_Brief 1_
Say whether each statement agrees with the report on Alemi's fraud, answering yes or no and quoting the words of the text that decide it: (a) Alemi completed the first year of her medical course; (b) Alemi was employed by the NHS between 1998 and 2017; (c) the GMC apologized for inadequate checks after Alemi was jailed in 2018.
_Brief 2_
Copy out the part of the report on Alemi's fraud between "The forged letter" and "later this month.", inclusive.

(Reading text Opens)

The judge said Alemi’s offending was “very grave” and questioned how she was able to practise for so many years, in so many positions, the BBC reported.
Back in 1995, Alemi sent a forged certificate from the University of Auckland to the General Medical Council – who decide whether a doctor is qualified to practise in the UK.
The forged letter referred to “six years medical trainee with satisfactory grade”.
Alemi had actually dropped out of medical school after failing the first year of her five-year course.
Between 1998 and 2017, Alemi was employed by the NHS and worked at various health bodies and trusts.
Prosecutor Christopher Stables previously told the jury Alemi had worked with patients “quite literally the length and breadth of the country”.
RNZ
RNZ’s podcast The Detail delves into the rising financial abuse and fraud targeting elderly people and why most of the fraudsters get away with the crime – and the money.
He estimated, “a conservative estimate”, Alemi was paid more than $2 million from the NHS during this time.
Stables also previously described her as “a most accomplished forger and fraudster”.
Alemi will be sentenced later this month.
Earlier in the trial, the BBC reported that when a home owned by Alemi in Northern Ireland was searched by police, they found a briefcase in a cupboard containing part of a “forger’s kit”, including dry transfer letters and documents which Stables suggested were practice versions of a forged certificate.
Alemi was previously jailed for fraud and theft in 2018 after she was found to have doctored an elderly dementia patient’s will in west Cumbria in an attempt to inherit the pensioner’s £1.3 million (NZ$2.4 million) estate.
After she was jailed in 2018, the GMC apologised for “inadequate checks”.

(Reading text Closes)
(Given information Opens)

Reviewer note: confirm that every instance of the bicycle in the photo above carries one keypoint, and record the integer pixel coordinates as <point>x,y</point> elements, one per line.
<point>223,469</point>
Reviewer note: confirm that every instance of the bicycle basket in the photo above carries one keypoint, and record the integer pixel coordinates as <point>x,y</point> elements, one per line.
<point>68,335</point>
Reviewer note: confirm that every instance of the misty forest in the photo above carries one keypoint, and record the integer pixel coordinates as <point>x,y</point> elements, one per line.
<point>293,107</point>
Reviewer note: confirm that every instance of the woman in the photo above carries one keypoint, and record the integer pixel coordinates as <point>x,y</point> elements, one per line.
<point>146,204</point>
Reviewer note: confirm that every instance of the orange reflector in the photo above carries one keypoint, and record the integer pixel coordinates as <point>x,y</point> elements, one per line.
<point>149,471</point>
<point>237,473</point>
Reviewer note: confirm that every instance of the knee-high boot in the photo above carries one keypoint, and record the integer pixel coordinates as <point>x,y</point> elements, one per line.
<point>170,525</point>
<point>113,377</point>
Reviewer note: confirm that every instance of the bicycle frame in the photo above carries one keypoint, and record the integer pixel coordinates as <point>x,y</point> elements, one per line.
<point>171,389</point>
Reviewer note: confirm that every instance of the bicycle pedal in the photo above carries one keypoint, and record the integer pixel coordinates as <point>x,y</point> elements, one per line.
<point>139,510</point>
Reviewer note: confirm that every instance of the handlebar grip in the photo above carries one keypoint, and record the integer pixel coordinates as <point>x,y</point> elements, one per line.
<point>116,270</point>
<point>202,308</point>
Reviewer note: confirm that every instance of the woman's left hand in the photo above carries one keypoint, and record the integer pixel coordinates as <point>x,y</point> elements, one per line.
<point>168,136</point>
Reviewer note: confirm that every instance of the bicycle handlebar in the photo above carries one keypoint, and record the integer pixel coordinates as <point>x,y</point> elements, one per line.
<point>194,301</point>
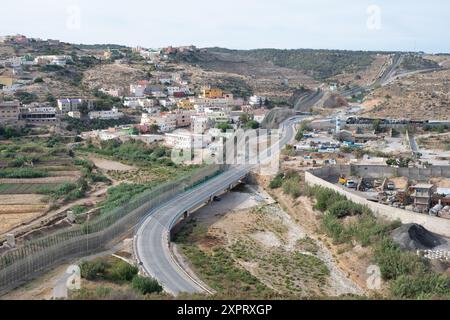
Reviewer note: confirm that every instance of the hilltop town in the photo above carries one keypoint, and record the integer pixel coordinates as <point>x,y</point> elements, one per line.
<point>87,138</point>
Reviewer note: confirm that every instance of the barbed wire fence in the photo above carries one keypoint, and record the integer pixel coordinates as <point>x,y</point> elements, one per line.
<point>33,257</point>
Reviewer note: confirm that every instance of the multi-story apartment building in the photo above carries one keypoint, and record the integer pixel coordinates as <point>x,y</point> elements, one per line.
<point>9,112</point>
<point>113,114</point>
<point>67,105</point>
<point>38,114</point>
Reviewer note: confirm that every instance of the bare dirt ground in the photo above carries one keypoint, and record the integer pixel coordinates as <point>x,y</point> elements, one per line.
<point>18,209</point>
<point>49,180</point>
<point>443,60</point>
<point>277,249</point>
<point>110,165</point>
<point>365,77</point>
<point>418,97</point>
<point>112,76</point>
<point>353,261</point>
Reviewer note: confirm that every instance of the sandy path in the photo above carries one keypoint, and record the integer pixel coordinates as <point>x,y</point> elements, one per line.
<point>110,165</point>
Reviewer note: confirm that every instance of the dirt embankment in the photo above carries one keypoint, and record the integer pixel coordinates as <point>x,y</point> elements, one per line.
<point>353,261</point>
<point>270,244</point>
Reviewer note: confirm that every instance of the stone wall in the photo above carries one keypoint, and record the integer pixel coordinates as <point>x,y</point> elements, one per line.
<point>433,224</point>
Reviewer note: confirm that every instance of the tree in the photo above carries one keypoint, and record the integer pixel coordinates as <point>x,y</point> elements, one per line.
<point>224,127</point>
<point>146,285</point>
<point>252,124</point>
<point>84,108</point>
<point>377,125</point>
<point>299,136</point>
<point>153,129</point>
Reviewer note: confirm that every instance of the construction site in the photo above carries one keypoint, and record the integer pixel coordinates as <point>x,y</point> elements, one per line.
<point>423,191</point>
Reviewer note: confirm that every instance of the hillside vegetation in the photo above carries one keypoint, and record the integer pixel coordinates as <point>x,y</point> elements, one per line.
<point>320,64</point>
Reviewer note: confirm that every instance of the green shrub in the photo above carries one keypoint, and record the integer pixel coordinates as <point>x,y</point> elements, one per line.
<point>394,263</point>
<point>93,270</point>
<point>22,173</point>
<point>146,285</point>
<point>123,271</point>
<point>277,182</point>
<point>345,208</point>
<point>326,198</point>
<point>424,286</point>
<point>334,228</point>
<point>292,187</point>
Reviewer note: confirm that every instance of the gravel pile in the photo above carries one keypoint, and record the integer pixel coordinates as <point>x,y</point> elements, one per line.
<point>414,237</point>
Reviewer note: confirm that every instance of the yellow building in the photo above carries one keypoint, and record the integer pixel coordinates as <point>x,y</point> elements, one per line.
<point>212,93</point>
<point>6,81</point>
<point>185,104</point>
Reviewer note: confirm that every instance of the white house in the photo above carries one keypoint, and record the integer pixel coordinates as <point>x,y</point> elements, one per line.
<point>67,105</point>
<point>186,140</point>
<point>199,124</point>
<point>113,114</point>
<point>257,101</point>
<point>139,102</point>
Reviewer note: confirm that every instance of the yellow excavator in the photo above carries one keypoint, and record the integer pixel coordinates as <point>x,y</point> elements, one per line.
<point>343,180</point>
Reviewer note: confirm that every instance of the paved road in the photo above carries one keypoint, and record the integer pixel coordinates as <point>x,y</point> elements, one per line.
<point>152,243</point>
<point>305,103</point>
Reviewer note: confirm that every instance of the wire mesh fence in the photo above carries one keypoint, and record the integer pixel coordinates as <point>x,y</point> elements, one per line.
<point>33,257</point>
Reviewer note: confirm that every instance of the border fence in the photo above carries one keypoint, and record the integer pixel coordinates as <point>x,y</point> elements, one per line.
<point>33,257</point>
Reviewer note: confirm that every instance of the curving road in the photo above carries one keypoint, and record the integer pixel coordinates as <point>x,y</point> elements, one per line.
<point>152,240</point>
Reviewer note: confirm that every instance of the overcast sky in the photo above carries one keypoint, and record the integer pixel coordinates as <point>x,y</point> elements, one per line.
<point>241,24</point>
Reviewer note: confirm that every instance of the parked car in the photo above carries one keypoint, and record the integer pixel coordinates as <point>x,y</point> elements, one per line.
<point>351,184</point>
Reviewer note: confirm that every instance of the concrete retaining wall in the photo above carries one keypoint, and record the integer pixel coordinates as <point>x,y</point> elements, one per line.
<point>383,171</point>
<point>433,224</point>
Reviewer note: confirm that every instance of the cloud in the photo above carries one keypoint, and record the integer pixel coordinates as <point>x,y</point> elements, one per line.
<point>236,23</point>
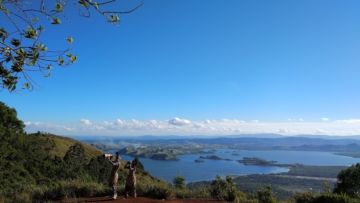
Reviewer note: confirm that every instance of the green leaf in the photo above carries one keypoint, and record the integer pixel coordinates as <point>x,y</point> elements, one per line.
<point>26,85</point>
<point>114,19</point>
<point>70,40</point>
<point>61,60</point>
<point>30,33</point>
<point>15,42</point>
<point>56,21</point>
<point>84,3</point>
<point>59,7</point>
<point>3,34</point>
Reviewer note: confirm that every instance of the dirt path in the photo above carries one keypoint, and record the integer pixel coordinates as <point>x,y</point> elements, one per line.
<point>137,200</point>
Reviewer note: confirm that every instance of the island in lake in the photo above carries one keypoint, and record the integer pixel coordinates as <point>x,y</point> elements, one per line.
<point>214,157</point>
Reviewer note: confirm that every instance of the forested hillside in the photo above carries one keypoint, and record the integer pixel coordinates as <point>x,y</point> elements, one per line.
<point>40,167</point>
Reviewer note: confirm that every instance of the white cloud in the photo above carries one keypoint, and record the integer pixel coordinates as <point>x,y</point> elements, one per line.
<point>85,121</point>
<point>350,121</point>
<point>179,122</point>
<point>180,126</point>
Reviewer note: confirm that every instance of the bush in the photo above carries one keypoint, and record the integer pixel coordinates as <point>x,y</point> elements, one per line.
<point>265,195</point>
<point>179,182</point>
<point>69,189</point>
<point>349,181</point>
<point>325,197</point>
<point>305,197</point>
<point>223,189</point>
<point>156,189</point>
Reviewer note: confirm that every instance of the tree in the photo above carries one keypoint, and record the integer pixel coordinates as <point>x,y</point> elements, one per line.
<point>223,189</point>
<point>265,195</point>
<point>76,160</point>
<point>349,181</point>
<point>179,182</point>
<point>23,22</point>
<point>9,121</point>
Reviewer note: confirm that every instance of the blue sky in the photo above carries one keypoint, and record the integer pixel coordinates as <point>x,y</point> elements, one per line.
<point>275,62</point>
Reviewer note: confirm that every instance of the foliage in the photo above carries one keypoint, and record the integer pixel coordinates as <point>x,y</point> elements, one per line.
<point>154,189</point>
<point>324,197</point>
<point>265,195</point>
<point>223,189</point>
<point>22,49</point>
<point>349,181</point>
<point>179,182</point>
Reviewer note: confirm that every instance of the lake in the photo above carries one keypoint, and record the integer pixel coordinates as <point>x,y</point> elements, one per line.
<point>192,171</point>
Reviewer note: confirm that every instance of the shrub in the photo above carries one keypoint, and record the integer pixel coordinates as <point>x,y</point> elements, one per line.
<point>265,195</point>
<point>305,197</point>
<point>223,189</point>
<point>156,189</point>
<point>179,182</point>
<point>349,181</point>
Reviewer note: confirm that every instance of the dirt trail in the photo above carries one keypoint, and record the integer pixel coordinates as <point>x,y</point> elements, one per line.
<point>137,200</point>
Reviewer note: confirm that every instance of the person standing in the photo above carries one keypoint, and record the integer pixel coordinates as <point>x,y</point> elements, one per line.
<point>113,180</point>
<point>130,185</point>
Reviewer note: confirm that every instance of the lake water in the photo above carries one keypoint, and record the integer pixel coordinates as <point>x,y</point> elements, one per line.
<point>192,171</point>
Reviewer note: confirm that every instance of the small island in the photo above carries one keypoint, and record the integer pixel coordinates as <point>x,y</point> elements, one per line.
<point>256,161</point>
<point>199,161</point>
<point>214,157</point>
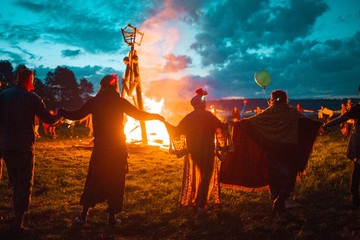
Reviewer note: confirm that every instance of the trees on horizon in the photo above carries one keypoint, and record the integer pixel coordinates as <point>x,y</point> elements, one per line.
<point>59,88</point>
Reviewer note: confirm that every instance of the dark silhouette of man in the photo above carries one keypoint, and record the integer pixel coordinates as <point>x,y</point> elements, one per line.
<point>18,107</point>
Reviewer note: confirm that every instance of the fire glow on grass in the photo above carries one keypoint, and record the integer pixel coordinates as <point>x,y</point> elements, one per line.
<point>156,130</point>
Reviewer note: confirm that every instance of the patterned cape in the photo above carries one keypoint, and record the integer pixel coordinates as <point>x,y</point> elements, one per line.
<point>246,167</point>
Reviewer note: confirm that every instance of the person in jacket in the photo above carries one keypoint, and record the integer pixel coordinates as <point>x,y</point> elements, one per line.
<point>18,108</point>
<point>108,163</point>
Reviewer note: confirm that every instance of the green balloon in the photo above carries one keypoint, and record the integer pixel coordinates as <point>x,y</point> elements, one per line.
<point>262,77</point>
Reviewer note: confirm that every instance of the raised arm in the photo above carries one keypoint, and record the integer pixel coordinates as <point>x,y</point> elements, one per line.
<point>76,114</point>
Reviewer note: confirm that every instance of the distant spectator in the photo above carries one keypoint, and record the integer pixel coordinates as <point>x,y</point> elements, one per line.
<point>325,116</point>
<point>18,107</point>
<point>353,150</point>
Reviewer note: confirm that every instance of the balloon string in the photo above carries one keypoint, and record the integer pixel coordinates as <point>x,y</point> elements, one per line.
<point>265,96</point>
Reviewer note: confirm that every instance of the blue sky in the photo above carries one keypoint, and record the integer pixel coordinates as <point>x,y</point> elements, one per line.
<point>310,47</point>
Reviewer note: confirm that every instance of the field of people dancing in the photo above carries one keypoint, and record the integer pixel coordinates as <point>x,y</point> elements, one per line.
<point>152,190</point>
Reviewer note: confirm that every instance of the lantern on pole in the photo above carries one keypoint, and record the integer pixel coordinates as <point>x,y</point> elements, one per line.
<point>131,78</point>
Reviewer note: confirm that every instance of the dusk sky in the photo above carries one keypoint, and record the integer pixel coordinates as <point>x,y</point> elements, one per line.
<point>310,47</point>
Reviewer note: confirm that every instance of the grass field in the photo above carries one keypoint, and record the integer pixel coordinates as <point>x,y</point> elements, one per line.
<point>152,192</point>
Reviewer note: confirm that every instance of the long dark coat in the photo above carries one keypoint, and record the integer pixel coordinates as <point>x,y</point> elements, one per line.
<point>108,162</point>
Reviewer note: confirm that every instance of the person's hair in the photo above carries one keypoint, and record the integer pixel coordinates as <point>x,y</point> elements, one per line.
<point>110,82</point>
<point>278,96</point>
<point>23,76</point>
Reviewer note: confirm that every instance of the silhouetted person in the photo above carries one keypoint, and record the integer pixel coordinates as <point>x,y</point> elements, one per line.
<point>108,163</point>
<point>353,150</point>
<point>18,107</point>
<point>199,128</point>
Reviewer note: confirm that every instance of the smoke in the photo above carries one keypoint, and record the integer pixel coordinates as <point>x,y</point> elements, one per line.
<point>163,73</point>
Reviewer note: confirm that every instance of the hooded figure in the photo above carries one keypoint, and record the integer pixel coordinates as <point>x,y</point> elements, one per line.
<point>200,165</point>
<point>269,150</point>
<point>108,163</point>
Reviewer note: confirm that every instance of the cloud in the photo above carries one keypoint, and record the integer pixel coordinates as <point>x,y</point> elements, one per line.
<point>14,58</point>
<point>176,63</point>
<point>92,73</point>
<point>71,53</point>
<point>93,26</point>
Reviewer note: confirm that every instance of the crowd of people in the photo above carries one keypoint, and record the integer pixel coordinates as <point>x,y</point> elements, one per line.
<point>275,150</point>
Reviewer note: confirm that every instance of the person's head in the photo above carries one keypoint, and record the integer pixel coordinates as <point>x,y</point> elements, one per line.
<point>25,79</point>
<point>110,82</point>
<point>198,102</point>
<point>278,96</point>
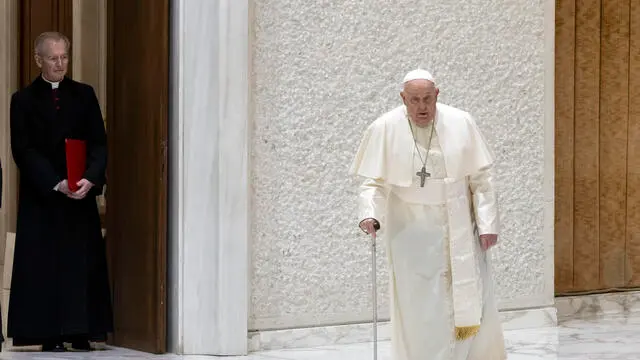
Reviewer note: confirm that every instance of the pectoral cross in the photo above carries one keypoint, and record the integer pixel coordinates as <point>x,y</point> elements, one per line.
<point>423,176</point>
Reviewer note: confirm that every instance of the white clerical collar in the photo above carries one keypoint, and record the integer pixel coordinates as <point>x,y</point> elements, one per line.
<point>54,85</point>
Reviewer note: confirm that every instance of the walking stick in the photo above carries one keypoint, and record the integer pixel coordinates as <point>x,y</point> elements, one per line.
<point>374,295</point>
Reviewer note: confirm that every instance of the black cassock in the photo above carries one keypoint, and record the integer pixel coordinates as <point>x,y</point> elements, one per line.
<point>59,287</point>
<point>1,337</point>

(Given information Closes)

_Result 1_
(a) No: "Alemi had actually dropped out of medical school after failing the first year of her five-year course."
(b) Yes: "Between 1998 and 2017, Alemi was employed by the NHS and worked at various health bodies and trusts."
(c) Yes: "After she was jailed in 2018, the GMC apologised for “inadequate checks”."

_Result 2_
The forged letter referred to “six years medical trainee with satisfactory grade”.
Alemi had actually dropped out of medical school after failing the first year of her five-year course.
Between 1998 and 2017, Alemi was employed by the NHS and worked at various health bodies and trusts.
Prosecutor Christopher Stables previously told the jury Alemi had worked with patients “quite literally the length and breadth of the country”.
RNZ
RNZ’s podcast The Detail delves into the rising financial abuse and fraud targeting elderly people and why most of the fraudsters get away with the crime – and the money.
He estimated, “a conservative estimate”, Alemi was paid more than $2 million from the NHS during this time.
Stables also previously described her as “a most accomplished forger and fraudster”.
Alemi will be sentenced later this month.